Ausgelesene Einträge:
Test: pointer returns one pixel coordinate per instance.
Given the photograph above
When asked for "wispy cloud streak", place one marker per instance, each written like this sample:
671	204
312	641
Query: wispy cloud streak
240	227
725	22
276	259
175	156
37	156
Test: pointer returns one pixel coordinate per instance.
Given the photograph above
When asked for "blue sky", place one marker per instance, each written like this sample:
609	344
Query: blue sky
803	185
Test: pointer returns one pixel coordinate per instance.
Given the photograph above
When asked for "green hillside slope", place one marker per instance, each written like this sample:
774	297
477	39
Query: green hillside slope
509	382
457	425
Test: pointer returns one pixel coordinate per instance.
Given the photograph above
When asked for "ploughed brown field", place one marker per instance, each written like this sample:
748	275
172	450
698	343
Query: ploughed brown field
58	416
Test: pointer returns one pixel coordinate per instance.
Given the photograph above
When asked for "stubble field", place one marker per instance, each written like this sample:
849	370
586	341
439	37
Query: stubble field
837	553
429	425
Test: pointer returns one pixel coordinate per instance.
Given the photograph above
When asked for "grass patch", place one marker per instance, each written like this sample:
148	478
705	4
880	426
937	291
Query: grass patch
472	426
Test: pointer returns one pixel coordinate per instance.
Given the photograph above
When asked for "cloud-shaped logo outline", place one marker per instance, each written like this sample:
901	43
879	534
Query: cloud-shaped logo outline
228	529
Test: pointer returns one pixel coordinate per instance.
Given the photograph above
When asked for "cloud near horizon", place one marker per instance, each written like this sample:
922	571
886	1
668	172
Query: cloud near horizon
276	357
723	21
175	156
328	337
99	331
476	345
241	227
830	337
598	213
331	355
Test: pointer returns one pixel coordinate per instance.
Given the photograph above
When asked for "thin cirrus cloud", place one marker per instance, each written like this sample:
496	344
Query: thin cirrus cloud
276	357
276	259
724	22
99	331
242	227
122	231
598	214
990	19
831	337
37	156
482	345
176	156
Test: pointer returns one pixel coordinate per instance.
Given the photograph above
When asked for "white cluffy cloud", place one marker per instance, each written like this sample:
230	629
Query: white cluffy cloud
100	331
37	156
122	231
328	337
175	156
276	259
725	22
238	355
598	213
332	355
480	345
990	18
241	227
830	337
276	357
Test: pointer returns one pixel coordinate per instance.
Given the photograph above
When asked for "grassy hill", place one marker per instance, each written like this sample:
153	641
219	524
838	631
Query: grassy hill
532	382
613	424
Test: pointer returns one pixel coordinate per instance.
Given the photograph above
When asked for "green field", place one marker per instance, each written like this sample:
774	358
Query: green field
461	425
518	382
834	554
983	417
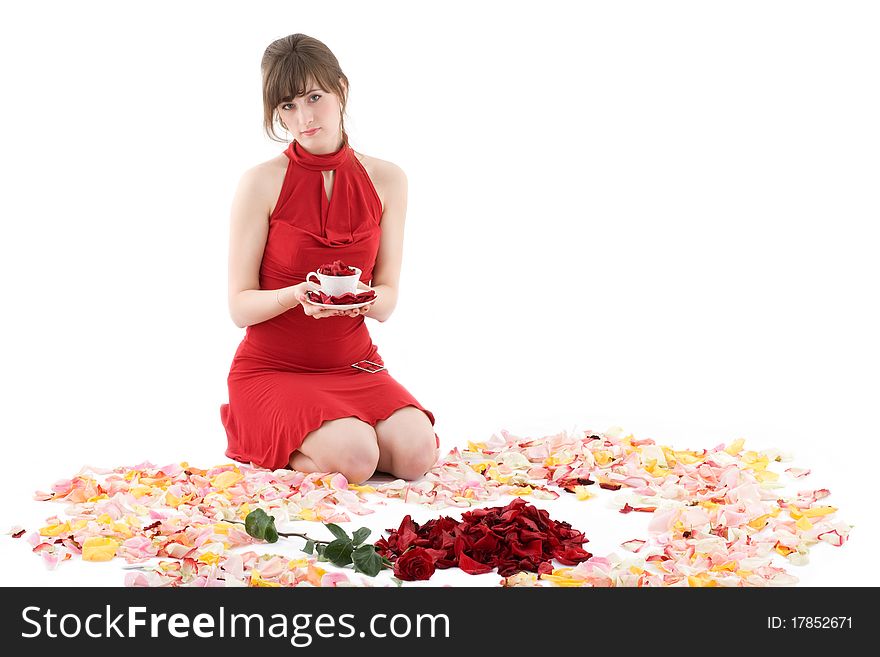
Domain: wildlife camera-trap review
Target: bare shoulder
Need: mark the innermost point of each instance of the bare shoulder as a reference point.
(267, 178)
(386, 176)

Schriftliche Aufgabe: Wandle die Einträge von der Zeile mit „Domain: wildlife camera-trap review“ bis zum Ende der Einträge in eine CSV-Datei mit den Spalten „Anfrage“ und „Antwort“ um. Jeder Eintrag ergibt eine Datenzeile, und jedes Feld steht in Anführungszeichen, wobei Zeilenumbrüche durch Leerzeichen ersetzt werden.

Schriftliche Lösung:
Anfrage,Antwort
"Domain: wildlife camera-trap review Target: bare shoulder Need: mark the innermost point of each instance of the bare shoulder as a reference point.","(267, 178) (386, 176)"